----- TEXT PASSAGE
Top DBA Shell Scripts for Monitoring the Database

8 08 2008

As I was browsing the internet, I found this article and script collection of Daniel T. Liu http://www.dbazine.com/oracle/or-articles/liu2#instance

Please feel free to test his scripts and hope it could help you too in your day to day database administrations.
Introduction

This article focuses on the DBA’s daily responsibilities for monitoring Oracle databases and provides tips and techniques on how DBAs can turn their manual, reactive monitoring activities into a set of proactive shell scripts. The article first reviews some commonly used Unix commands by DBAs. It explains the Unix Cron jobs that are used as part of the scheduling mechanism to execute DBA scripts. The article covers eight important scripts for monitoring Oracle database:

+ Check instance availability
+ Check listener availability
+ Check alert log files for error messages
+ Clean up old log files before log destination gets filled
+ Analyze tables and indexes for better performance
+ Check tablespace usage
+ Find out invalid objects
+ Monitor users and transactions

UNIX Basics for the DBA
Basic UNIX Command

The following is a list of commonly used Unix command:

+ ps – Show process
+ grep – Search files for text patterns
+ mailx – Read or send mail
+ cat – Join files or display them
+ cut – Select columns for display
+ awk – Pattern-matching language
+ df – Show free disk space

Here are some examples of how the DBA uses these commands:

+ List available instances on a server:

$ ps -ef | grep smon
oracle 21832     1  0   Feb 24 ?       19:05 ora_smon_oradb1
oracle   898     1  0   Feb 15 ?        0:00 ora_smon_oradb2
dliu 25199 19038  0 10:48:57 pts/6    0:00 grep smon
oracle 27798     1  0 05:43:54 ?        0:00 ora_smon_oradb3
oracle 28781     1  0   Mar 03 ?        0:01 ora_smon_oradb4

+ List available listeners on a server:

$ ps -ef | grep listener | grep -v grep
oracle 23879    1  0   Feb 24 ?  33:36 /8.1.7/bin/tnslsnr listener_db1 -inherit
oracle 27939    1  0 05:44:02 ?  0:00  /8.1.7/bin/tnslsnr listener_db2 -inherit
oracle 23536    1  0   Feb 12 ?  4:19  /8.1.7/bin/tnslsnr listener_db3 -inherit
oracle 28891    1  0   Mar 03 ?  0:01  /8.1.7/bin/tnslsnr listener_db4 -inherit

+ Find out file system usage for Oracle archive destination:

$ df -k | grep oraarch
/dev/vx/dsk/proddg/oraarch 71123968 4754872 65850768  7%  /u09/oraarch

+ List number of lines in the alert.log file:

$ cat alert.log | wc -l
2984

+ List all Oracle error messages from the alert.log file:

$ grep ORA- alert.log
ORA-00600: internal error code, arguments: [kcrrrfswda.1], [], [], [], [], []
ORA-00600: internal error code, arguments: [1881], [25860496], [25857716], []

CRONTAB Basics

A crontab file is comprised of six fields:
Minute     0-59
Hour     0-23
Day of month     1-31
Month     1 – 12
Day of Week     0 – 6, with 0 = Sunday
Unix Command or Shell Scripts

+ To edit a crontab file, type:

Crontab -e

+ To view a crontab file, type:

Crontab -l
0  4 * * 5       /dba/admin/analyze_table.ksh
30 3  * * 3,6    /dba/admin/hotbackup.ksh /dev/null 2>&1

In the example above, the first entry shows that a script to analyze a table runs every Friday at 4:00 a.m. The second entry shows that a script to perform a hot backup runs every Wednesday and Saturday at 3:00 a.m.
----------
* [DESCRIPTION OF THE TASK]:
Reproduce the stretch of the Oracle monitoring text from "Top DBA Shell" through "day database administrations." without any changes. Work only from the Oracle monitoring text.
----- MATERIAL
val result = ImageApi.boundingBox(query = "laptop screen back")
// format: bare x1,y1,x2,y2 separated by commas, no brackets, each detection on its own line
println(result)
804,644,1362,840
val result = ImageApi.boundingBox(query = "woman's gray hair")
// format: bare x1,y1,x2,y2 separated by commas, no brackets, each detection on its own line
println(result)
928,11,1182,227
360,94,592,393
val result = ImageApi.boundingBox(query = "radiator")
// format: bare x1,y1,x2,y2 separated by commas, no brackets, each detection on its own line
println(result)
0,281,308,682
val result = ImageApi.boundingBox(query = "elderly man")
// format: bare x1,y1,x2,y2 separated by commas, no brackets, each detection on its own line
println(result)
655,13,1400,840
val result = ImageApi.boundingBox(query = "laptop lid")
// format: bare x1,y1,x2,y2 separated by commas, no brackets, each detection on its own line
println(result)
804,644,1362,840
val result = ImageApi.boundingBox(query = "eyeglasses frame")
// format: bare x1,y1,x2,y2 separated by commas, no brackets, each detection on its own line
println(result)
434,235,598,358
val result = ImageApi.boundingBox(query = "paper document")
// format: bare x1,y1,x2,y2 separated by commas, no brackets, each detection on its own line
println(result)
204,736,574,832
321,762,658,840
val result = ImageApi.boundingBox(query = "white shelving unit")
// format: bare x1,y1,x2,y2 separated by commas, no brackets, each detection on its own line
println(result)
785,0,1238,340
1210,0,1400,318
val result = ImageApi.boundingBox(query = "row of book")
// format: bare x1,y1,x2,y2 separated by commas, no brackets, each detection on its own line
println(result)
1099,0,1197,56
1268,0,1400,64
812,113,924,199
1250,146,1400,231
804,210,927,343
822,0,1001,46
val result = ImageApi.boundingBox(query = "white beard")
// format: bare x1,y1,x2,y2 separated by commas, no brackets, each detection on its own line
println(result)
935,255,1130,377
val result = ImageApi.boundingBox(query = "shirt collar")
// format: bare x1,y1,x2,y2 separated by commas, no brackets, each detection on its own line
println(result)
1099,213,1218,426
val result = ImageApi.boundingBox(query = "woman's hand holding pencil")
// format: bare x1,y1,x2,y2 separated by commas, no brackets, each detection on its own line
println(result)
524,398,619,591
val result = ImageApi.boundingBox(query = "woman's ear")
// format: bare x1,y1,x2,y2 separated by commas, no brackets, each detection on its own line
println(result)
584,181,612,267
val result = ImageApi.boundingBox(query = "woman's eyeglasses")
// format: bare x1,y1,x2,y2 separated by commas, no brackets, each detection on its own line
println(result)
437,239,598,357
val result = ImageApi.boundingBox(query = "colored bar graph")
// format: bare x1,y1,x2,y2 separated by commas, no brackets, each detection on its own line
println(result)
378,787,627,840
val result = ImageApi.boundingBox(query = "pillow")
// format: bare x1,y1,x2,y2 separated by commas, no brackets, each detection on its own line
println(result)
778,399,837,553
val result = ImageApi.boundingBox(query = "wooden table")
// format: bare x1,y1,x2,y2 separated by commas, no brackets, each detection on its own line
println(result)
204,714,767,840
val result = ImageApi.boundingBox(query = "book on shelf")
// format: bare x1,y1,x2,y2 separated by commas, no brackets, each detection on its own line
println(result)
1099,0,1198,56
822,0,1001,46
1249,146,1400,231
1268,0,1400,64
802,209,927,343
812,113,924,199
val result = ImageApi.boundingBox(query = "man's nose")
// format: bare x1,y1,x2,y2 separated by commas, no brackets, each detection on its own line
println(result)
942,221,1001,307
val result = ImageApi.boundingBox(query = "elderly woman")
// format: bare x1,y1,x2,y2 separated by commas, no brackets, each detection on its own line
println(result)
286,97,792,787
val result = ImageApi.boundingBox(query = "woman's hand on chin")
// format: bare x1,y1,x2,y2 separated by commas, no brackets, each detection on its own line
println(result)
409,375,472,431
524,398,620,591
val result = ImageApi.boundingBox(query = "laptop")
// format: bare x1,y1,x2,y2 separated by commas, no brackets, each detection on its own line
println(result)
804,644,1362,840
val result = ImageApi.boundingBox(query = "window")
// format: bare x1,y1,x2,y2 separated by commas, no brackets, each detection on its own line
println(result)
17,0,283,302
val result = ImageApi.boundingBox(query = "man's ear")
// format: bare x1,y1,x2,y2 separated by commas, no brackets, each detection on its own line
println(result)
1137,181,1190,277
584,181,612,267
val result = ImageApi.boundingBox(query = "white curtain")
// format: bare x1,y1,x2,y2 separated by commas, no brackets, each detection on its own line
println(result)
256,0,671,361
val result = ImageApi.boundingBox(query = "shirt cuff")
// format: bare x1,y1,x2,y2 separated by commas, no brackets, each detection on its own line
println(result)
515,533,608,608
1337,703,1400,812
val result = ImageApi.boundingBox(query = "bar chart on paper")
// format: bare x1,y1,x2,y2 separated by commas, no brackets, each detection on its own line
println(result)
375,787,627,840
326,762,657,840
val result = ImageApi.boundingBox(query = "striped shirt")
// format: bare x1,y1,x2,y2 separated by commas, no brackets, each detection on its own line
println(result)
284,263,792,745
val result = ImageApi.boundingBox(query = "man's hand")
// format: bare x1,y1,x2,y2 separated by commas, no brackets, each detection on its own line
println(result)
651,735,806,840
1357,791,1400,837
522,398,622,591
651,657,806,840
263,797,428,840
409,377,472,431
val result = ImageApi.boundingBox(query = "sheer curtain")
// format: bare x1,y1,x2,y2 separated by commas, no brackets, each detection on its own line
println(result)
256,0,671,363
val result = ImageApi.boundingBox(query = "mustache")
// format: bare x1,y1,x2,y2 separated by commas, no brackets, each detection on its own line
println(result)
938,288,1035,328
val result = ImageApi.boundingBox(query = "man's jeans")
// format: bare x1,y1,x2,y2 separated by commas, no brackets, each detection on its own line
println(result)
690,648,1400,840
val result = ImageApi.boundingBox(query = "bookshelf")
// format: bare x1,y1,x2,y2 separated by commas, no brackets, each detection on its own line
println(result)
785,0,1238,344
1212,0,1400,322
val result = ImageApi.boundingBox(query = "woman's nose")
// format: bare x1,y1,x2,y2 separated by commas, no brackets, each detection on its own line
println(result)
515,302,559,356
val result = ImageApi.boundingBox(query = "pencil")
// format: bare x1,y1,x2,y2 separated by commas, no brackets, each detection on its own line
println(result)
----------
* [OUTPUT]:
Top DBA Shell Scripts for Monitoring the Database

8 08 2008

As I was browsing the internet, I found this article and script collection of Daniel T. Liu http://www.dbazine.com/oracle/or-articles/liu2#instance

Please feel free to test his scripts and hope it could help you too in your day to day database administrations.